[WORK REQUIRED]: Collect and copy every line in the entries below that contains the string "grass", where case counts.

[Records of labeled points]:
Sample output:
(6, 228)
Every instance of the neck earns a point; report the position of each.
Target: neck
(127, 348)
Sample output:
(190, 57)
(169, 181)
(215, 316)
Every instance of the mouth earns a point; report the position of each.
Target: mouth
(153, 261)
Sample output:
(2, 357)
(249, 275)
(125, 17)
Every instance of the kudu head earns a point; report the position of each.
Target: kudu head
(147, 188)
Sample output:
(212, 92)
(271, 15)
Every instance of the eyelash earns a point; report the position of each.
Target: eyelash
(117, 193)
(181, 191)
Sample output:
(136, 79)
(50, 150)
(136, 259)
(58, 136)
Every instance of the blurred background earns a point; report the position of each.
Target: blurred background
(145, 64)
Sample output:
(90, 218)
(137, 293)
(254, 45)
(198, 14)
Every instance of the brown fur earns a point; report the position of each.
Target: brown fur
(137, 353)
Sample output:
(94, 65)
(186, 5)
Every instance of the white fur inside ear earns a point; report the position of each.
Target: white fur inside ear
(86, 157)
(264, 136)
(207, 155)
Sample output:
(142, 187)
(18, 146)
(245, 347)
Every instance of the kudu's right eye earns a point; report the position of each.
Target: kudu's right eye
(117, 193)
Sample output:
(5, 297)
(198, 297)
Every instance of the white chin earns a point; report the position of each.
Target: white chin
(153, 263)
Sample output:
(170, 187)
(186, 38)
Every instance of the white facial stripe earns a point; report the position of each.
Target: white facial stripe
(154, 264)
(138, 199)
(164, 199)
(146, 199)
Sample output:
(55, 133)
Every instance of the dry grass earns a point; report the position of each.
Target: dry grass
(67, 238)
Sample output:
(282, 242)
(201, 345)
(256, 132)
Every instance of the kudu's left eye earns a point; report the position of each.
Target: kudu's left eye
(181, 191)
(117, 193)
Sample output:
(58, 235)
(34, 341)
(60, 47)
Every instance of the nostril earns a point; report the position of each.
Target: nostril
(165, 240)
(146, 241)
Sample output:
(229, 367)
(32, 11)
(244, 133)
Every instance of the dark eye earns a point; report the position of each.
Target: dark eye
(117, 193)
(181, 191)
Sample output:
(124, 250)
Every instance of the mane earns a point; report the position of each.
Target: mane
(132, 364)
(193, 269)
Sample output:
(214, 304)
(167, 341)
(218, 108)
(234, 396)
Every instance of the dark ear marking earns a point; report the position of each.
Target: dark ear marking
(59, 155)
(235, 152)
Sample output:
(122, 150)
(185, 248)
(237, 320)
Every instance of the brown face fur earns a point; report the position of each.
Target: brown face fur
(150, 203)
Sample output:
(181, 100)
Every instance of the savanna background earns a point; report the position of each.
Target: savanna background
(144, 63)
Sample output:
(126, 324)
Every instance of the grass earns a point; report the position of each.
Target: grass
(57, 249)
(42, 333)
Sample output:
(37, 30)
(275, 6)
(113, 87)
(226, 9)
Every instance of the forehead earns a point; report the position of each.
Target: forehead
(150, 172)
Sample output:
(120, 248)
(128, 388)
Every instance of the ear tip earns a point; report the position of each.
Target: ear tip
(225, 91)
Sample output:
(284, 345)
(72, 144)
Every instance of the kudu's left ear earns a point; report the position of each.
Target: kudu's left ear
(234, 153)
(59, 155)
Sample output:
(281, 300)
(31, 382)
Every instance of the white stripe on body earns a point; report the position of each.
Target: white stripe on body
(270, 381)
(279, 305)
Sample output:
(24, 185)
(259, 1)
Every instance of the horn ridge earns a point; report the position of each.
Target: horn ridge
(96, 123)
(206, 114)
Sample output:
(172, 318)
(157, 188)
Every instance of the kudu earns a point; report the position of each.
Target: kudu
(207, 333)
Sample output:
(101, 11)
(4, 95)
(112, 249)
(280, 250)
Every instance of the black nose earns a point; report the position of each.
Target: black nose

[EXERCISE ANSWER]:
Every instance of the dry grass earns a point; report the position of each.
Target: dry grass
Every instance of the grass earns a point; report the position of each.
Target: grass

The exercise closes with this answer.